─── Text excerpt ───
Recently watched this wonderful film that seems as fresh today as it was 50-plus years ago when it was made.  It captures the sense of coping with WWII from the domestic side, as lovely Veronika is forced to live life without her boyfriend, Boris, who volunteered for the front.  After a fateful explosion, she comes to live with Boris' family and is soon seduced by the brother, an inspiring concert pianist, who she is never able to fully warm up to.

At the heart of the story is a stuffed squirrel with a little basket of nuts, which Boris gave to his dear "Belka" before leaving for the train.  In the basket, Boris had stuffed a note which isn't revealed until much later when Veronika and Mark have relocated to Siberia, with Moscow under siege by the Germans.  Veronika has not be able to forgive herself for giving up on Boris, and it is during a tough scene at a hospital, where she works as a nurse for Boris' father, that the point of her unfaithfulness is driven home by a wounded soldier who gets a "Dear John" letter.
─── Supplied information ───
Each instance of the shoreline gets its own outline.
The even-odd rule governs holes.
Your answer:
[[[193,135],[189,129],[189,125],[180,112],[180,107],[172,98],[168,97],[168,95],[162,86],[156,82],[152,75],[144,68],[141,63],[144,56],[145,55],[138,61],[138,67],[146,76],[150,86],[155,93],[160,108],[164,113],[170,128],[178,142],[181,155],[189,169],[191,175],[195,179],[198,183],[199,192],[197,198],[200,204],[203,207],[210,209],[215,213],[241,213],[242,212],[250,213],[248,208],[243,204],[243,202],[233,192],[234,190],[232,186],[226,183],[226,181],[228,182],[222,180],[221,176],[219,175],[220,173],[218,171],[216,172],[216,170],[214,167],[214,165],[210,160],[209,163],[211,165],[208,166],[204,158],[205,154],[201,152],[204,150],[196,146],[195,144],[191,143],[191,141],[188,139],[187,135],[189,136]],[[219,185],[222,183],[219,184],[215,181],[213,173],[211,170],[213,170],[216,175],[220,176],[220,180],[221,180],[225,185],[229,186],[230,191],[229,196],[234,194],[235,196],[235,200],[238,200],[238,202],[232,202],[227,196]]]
───
Questions on the material>
- A) In the film review, what did Boris give Veronika before leaving for the train?
- B) Carry on the film review from where it stops.

Outputs for the tasks>
- A) A stuffed squirrel with a little basket of nuts.

- B)
It doesn't make it any easier when she learns the fate of her first love.  The movie doesn't pull any punches and probably would have never seen the light of day under Stalin.  Not that it is politically charged, but there are some biting comments made by the father in regard to state of Soviet affairs at the time.

I can't help but think that if more movies like this had been made available to the broader public during the Cold War there would have been much less tension between the Soviet Union and the West, as this movie gives a very humane view of life behind the Iron Curtain, which we saw so little of in the West.